Copy out the livestock products distribution agreement below word for word, from its opening sentence through its last line.

### Passage provided
○ ○ ○
This Livestock Products Distribution Agreement (“Agreement”) effective as of January 1, 2006 is made by and between Pfizer Inc., having its principal place of business at 000 Xxxxxxxxxx Xxxxx, Xxxxx, XX 00000 (“Pfizer”) and WALCO International Inc., a California corporation having its principal place of business at 0 Xxxxxxx Xxxxxx, Xxx 000, Xxxxxxxx, XX 00000 (“WALCO”).
WHEREAS, WALCO is in the business of buying and selling animal health products and servicing customers for those products, and
WHEREAS WALCO and Pfizer wish to set forth the terms of their relationship related to the purchase and supply of such products,
NOW, THEREFORE, in consideration of the promises and covenants contained herein, the parties hereby agree as follows:
1. (a) Pfizer shall continue to promote its products to certain select customers in the livestock field. The parties agree that each time a customer from the list of customers approved by Pfizer enters into an annual volume agreement with Pfizer (such customers referred to as “PARTICIPATING CUSTOMERS”) and selects WALCO as their supplier and to service that customers account, Pfizer shall send to WALCO a Pfizer Suggested Price List which shall specify the Pfizer cattle, dairy and multi-species products (listed on Schedule A hereto) and suggested resale prices which are the subject of an agreement between Pfizer and such PARTICIPATING CUSTOMERS (hereafter a “SUGGESTED PRICE LIST”). Each such SUGGESTED PRICE LIST shall be incorporated into and become part of this Agreement.
○ ○ ○
### Extracted data
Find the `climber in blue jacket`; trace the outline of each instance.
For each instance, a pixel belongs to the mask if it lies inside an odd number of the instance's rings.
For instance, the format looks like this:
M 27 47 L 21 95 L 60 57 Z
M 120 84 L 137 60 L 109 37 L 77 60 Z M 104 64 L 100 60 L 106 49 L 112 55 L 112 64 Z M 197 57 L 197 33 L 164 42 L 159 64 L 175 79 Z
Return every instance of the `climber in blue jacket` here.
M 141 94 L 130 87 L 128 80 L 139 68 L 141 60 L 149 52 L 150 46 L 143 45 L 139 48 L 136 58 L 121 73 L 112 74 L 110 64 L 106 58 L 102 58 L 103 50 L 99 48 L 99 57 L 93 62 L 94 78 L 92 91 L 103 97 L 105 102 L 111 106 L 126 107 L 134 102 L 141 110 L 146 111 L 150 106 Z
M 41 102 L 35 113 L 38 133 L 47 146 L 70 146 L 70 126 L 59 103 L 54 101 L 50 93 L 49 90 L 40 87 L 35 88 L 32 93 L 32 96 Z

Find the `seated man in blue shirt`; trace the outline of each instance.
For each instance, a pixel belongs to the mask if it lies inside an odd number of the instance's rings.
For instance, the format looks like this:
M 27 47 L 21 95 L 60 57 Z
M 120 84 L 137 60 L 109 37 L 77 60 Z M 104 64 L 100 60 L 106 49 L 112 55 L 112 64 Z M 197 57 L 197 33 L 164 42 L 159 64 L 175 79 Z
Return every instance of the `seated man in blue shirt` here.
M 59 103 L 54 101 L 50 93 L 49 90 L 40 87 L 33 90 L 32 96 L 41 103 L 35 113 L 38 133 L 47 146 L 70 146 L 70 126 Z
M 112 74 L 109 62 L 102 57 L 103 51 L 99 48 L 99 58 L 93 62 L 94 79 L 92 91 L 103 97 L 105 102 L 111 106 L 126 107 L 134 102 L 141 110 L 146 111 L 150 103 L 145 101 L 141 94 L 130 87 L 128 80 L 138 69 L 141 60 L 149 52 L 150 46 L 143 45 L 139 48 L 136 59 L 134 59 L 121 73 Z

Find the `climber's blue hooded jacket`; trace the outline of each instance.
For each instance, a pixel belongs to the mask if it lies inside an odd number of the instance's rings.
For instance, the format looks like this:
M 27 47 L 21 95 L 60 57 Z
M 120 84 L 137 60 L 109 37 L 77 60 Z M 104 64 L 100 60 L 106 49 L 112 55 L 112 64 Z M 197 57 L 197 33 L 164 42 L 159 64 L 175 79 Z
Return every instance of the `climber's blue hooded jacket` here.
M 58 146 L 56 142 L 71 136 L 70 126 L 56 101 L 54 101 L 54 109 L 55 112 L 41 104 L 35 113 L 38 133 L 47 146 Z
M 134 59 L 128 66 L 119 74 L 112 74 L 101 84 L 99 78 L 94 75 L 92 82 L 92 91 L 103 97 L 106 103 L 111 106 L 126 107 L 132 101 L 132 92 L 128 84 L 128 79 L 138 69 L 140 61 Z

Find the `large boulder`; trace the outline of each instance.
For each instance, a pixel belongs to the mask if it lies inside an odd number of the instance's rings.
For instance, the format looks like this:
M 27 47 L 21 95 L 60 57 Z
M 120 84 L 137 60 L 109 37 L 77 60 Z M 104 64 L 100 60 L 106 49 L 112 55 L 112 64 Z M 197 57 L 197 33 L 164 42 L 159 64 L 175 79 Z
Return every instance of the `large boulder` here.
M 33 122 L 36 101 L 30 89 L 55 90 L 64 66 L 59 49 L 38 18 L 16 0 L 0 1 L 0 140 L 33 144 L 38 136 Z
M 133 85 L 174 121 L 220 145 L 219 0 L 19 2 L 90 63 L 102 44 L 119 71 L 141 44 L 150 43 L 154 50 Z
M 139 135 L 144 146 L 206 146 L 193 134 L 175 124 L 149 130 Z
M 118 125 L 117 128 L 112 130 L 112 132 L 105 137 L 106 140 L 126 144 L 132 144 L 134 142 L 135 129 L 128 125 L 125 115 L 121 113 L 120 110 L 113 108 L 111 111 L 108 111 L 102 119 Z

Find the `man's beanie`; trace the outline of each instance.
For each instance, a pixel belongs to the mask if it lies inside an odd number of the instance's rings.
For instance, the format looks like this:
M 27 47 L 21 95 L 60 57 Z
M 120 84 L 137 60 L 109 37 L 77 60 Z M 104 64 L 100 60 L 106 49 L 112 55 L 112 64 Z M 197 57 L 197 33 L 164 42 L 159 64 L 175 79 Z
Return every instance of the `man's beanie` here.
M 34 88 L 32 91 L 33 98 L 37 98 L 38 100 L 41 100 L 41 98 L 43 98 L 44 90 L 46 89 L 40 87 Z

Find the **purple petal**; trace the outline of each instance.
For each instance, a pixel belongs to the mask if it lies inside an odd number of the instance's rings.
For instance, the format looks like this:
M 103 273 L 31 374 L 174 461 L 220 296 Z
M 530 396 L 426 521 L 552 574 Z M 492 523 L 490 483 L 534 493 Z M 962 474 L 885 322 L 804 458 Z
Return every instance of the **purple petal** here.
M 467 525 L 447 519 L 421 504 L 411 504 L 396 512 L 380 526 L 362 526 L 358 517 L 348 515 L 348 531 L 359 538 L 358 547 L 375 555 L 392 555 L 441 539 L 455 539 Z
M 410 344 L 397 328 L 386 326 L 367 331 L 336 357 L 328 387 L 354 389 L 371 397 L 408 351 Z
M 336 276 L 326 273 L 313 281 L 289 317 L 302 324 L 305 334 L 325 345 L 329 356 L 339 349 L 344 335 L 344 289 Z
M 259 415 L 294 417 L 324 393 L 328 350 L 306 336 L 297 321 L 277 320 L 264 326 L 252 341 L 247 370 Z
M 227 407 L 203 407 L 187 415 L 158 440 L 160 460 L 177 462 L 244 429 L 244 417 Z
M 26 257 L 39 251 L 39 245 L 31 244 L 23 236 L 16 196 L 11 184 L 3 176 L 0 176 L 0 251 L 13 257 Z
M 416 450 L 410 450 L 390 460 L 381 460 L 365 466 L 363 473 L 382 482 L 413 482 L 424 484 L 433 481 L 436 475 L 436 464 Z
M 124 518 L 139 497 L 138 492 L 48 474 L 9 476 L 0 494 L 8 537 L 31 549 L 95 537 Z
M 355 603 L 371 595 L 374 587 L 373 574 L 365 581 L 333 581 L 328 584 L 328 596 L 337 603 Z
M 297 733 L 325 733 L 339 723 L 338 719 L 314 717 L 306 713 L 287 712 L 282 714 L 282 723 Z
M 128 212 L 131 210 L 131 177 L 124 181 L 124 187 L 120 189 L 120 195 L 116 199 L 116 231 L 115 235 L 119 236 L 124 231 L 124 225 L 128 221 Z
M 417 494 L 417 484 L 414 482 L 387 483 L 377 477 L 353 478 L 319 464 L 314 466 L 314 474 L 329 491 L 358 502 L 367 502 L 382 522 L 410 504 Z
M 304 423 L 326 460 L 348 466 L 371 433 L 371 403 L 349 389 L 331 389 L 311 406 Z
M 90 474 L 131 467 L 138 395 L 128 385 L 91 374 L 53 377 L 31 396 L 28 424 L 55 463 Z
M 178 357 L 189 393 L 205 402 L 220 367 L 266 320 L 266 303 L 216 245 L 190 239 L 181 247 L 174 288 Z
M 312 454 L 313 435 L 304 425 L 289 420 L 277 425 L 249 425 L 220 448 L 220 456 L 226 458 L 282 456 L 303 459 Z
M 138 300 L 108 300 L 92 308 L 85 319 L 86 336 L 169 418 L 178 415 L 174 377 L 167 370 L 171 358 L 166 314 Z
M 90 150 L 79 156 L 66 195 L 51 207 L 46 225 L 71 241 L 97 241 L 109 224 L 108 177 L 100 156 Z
○ ○ ○
### Solution for this task
This Livestock Products Distribution Agreement (“Agreement”) effective as of January 1, 2006 is made by and between Pfizer Inc., having its principal place of business at 000 Xxxxxxxxxx Xxxxx, Xxxxx, XX 00000 (“Pfizer”) and WALCO International Inc., a California corporation having its principal place of business at 0 Xxxxxxx Xxxxxx, Xxx 000, Xxxxxxxx, XX 00000 (“WALCO”).
WHEREAS, WALCO is in the business of buying and selling animal health products and servicing customers for those products, and
WHEREAS WALCO and Pfizer wish to set forth the terms of their relationship related to the purchase and supply of such products,
NOW, THEREFORE, in consideration of the promises and covenants contained herein, the parties hereby agree as follows:
1. (a) Pfizer shall continue to promote its products to certain select customers in the livestock field. The parties agree that each time a customer from the list of customers approved by Pfizer enters into an annual volume agreement with Pfizer (such customers referred to as “PARTICIPATING CUSTOMERS”) and selects WALCO as their supplier and to service that customers account, Pfizer shall send to WALCO a Pfizer Suggested Price List which shall specify the Pfizer cattle, dairy and multi-species products (listed on Schedule A hereto) and suggested resale prices which are the subject of an agreement between Pfizer and such PARTICIPATING CUSTOMERS (hereafter a “SUGGESTED PRICE LIST”). Each such SUGGESTED PRICE LIST shall be incorporated into and become part of this Agreement.